▶ [Short task]: Rewrite every line of the material below, requests included, scaling each x and y point coordinate in the answers by 0.2 and rounding to the nearest whole number, with halves rounded up. Leave the coordinates in the requests and their format samples unchanged, and omit the images from your answer.

[Items listed in a dataset]
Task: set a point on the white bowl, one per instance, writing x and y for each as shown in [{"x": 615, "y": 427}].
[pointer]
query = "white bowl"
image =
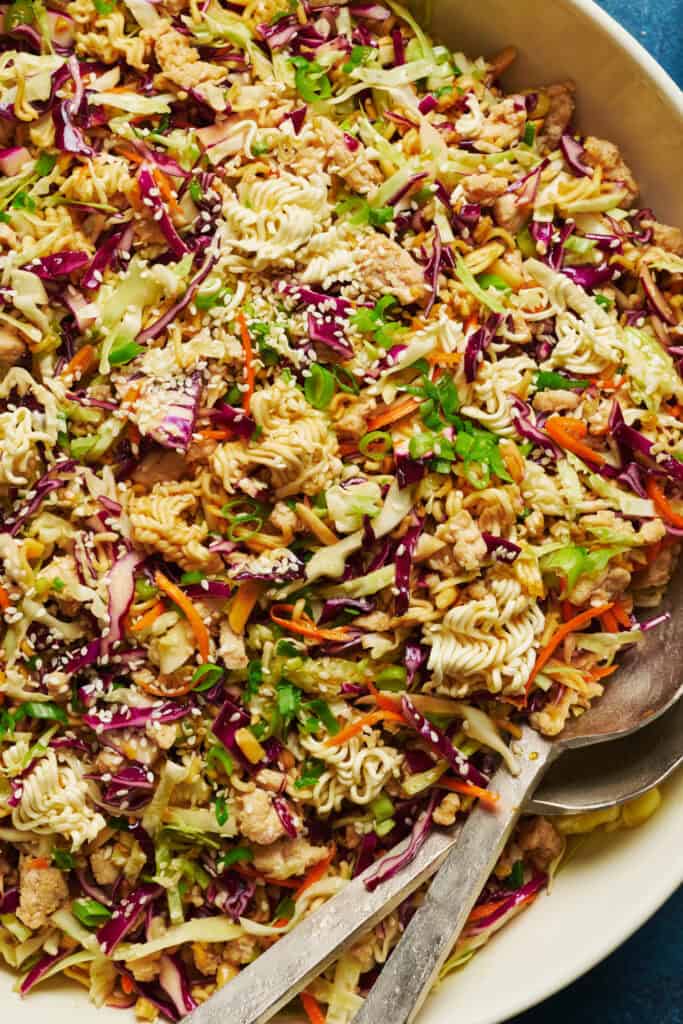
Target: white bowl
[{"x": 614, "y": 885}]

▶ [Final result]:
Task: set a point on the white bowl, one per instance, writing x and y for each as shown in [{"x": 615, "y": 427}].
[pointer]
query = "white bowl"
image =
Target: white bowl
[{"x": 123, "y": 177}]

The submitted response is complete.